All of the data below should be printed again word for word, pictures excluded.
▼▼▼
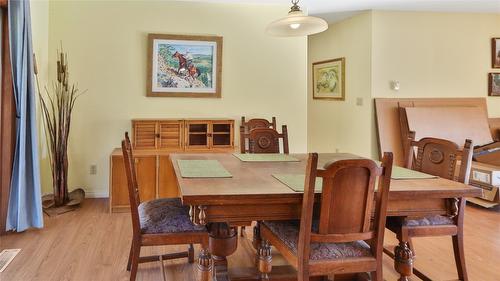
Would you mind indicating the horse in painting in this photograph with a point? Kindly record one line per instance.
(193, 71)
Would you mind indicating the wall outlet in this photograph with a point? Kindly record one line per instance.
(93, 169)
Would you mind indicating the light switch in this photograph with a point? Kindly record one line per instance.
(395, 86)
(359, 101)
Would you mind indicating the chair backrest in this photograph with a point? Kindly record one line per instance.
(253, 124)
(133, 188)
(264, 140)
(348, 201)
(258, 123)
(439, 157)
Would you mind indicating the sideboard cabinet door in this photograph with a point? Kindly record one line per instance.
(171, 135)
(145, 134)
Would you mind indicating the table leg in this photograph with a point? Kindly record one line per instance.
(403, 261)
(223, 240)
(256, 240)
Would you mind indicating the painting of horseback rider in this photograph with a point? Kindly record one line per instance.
(184, 65)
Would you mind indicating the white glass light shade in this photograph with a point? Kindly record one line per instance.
(297, 24)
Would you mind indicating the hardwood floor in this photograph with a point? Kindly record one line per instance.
(92, 244)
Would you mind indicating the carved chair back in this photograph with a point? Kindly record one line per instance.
(348, 201)
(133, 188)
(439, 157)
(264, 140)
(258, 123)
(253, 124)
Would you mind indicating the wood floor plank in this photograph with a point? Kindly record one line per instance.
(92, 244)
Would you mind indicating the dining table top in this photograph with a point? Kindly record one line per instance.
▲▲▲
■ Result ■
Would you mind indicating the horse in painting in this photograph with a point? Kindly record one line per instance.
(193, 71)
Would you mind indicating the wall outlet in this photograph with a point? Kindly record one line per instance.
(93, 169)
Would you mind indicating the light switch in this photograph with a point? Kindly record one line per instance.
(395, 86)
(359, 101)
Would you mind indicating the chair backrest in this photograph with a point? Kindly record one line per instance.
(253, 124)
(133, 188)
(264, 140)
(348, 201)
(258, 123)
(439, 157)
Would you mind indicating the sideboard cabinet door in this photograph with a point? Kindly record one line per instance.
(171, 135)
(145, 134)
Would you mind indicating the table leg in this photograph with a point? Kindly record one line per instance.
(403, 261)
(223, 240)
(256, 240)
Would you mind indicating the painting of horseback rider in this photograph with a point? Kindly record one line per instance.
(184, 65)
Would you mind indicating the white glass light shade in this photograph with a point? Kindly record one line per instance.
(297, 24)
Would you mind indicating the hardwood floor in this photograph with a point? Kindly record one line per instance.
(92, 244)
Would you mind indicating the carved chair back in this photograph with a point? Kindly record one line per instance.
(348, 201)
(133, 188)
(439, 157)
(264, 140)
(258, 123)
(253, 124)
Would you mind indicating the wood floor plank in this photograph with a point? Kindly record one line per instance.
(92, 244)
Would you mind indicating the dining table top in this photograph with a point? Kindly record one line per instance.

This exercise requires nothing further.